Tasks to perform:
a. Copy down the passage of the post on feeling overwhelmed from "Yes, there is" to "need sleep.   People do.", word for word.
b. In the post on feeling overwhelmed, how many days late does the writer say the post is?

Overwhelmed

Overwhelmed:  overcome completely in mind or feeling: loaded (burdened) with an excessive amount of anything (dictionary.com)

These are the feelings which are becoming increasingly frequent and increasingly prominent for me, and I believe, from listening to people talk, also to others.

The fact that this post is five days late, to my definite discomfort, is witness to the power of feeling overwhelmed.  Yes, time has again increased its pace, and it seems like there is less and less time to do more and more.  Computers, of course, have little problem with this; it is people who are feeling the pressure of trying to keep up the pace.   Although these things are real, I do believe that there is also an element of perception which predisposes us to feelings of being overwhelmed.

I am far from being a master of this situation.  I can share how I am affected by it, and what thoughts I have developed about it, but that is all.  I have not yet discovered how to disengage myself from overwhelm (yes, I have coined a noun from a verb).

This year, it seems as though the minimal work needed to competently do my job takes half again more time than it did last year.  This is true for both my jobs, but especially my weekday one.  Minimal work to keep order in my house is experiencing a similar squeeze. Work which had been postponed for a more opportune time is raising its head and demanding to be done.  Time for reading has all but disappeared, and time for non-productive activity (walks in the park, flower gardening, presentations on DVD, streaming, online or TV, other than basic cooking, and the like) are well on the way to a similar fate.  It is a struggle to schedule time for family and friends, no matter how much I may want to see them.  Sleep more and more often drops below the 6-hour threshold.

Mentally, I feel foggy – not enough to seriously hamper work, but enough to be uncomfortable.   Emotionally, it is easier for me to lose my center.   Physically, I feel tired much of the time, and take cat naps when I can.   I feel guilty about not accomplishing what I have envisioned, and frustrated that there seems to be not enough time to do it, no matter how hard I work and push myself.   Do I choose to order and beautify my environment, to earn the money necessary to pay for that environment, to just have a little fun or  sleep?  Such choices seem difficult.

Yes, there is an element of perception there about how I see the existing issues, and also how I feel about them.  I sense that there is a way to handle all this calmly, to be able to ride the tiger, so to speak.   In practice, all I have been able to access is taking things one at a time, staying focused on what is in front of me now (or choosing on what to focus at the moment).  Sometimes I can do this.   Sometimes all the to-dos gang up in an active mind and demand attention at the same time, as if they were a set of octuplets.  At those times, it is less easy to quiet them.  And then, there is the issue of sleep.   Computers who can handle everything (and who are also demanding and bossy) do not need sleep.   People do.

All this does not mean that life is awful.  There are certainly many blessings for which to be grateful.  There are certainly accomplishments from which to take comfort.  There are the little things – a few days of beautiful weather, some tree-lined roads, machines, especially cars, that work, heat and air conditioning, the company of people with whom I live, work, and visit, employment that I like to do, an outing now and then – such things are good to focus on and enjoy.   This, too, can help to balance the feelings of overwhelm.

There remains, of course, the option of distancing myself from the mainstream.  Simply distancing myself – running away from the issue, so to speak – would be a choice leading simply to a gradual decline, a growing disability to interact with the present in all its variety.  One is in the world for a purpose.  Running away is not an answer.  There is a difference between not engaging and engaging but balancing and grounding the energy.  Learning the latter is harder, but more viable.

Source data
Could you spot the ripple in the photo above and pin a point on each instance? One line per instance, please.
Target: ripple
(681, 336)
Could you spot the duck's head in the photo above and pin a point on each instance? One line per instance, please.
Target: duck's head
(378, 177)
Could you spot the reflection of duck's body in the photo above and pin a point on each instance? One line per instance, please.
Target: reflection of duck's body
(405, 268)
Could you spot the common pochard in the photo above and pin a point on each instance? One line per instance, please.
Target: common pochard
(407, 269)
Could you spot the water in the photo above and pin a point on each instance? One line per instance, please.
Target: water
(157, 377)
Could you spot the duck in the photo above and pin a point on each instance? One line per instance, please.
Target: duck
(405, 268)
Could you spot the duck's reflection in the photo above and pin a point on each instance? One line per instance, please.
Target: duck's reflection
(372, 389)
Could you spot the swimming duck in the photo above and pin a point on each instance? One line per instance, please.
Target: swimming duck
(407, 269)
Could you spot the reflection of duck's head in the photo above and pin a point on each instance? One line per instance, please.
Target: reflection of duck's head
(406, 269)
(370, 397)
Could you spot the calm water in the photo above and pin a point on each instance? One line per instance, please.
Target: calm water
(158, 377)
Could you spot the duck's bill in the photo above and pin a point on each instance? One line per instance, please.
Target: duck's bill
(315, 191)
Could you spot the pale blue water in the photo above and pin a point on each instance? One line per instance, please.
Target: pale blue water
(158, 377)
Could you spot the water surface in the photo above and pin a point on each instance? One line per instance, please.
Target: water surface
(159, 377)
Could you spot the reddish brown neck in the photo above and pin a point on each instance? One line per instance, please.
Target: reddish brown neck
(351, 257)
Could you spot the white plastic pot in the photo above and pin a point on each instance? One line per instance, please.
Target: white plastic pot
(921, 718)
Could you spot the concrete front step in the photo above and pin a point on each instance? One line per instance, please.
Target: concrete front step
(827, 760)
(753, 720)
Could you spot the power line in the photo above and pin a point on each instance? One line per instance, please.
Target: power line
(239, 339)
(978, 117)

Expected results:
a.
Yes, there is an element of perception there about how I see the existing issues, and also how I feel about them.  I sense that there is a way to handle all this calmly, to be able to ride the tiger, so to speak.   In practice, all I have been able to access is taking things one at a time, staying focused on what is in front of me now (or choosing on what to focus at the moment).  Sometimes I can do this.   Sometimes all the to-dos gang up in an active mind and demand attention at the same time, as if they were a set of octuplets.  At those times, it is less easy to quiet them.  And then, there is the issue of sleep.   Computers who can handle everything (and who are also demanding and bossy) do not need sleep.   People do.

b. The post is five days late.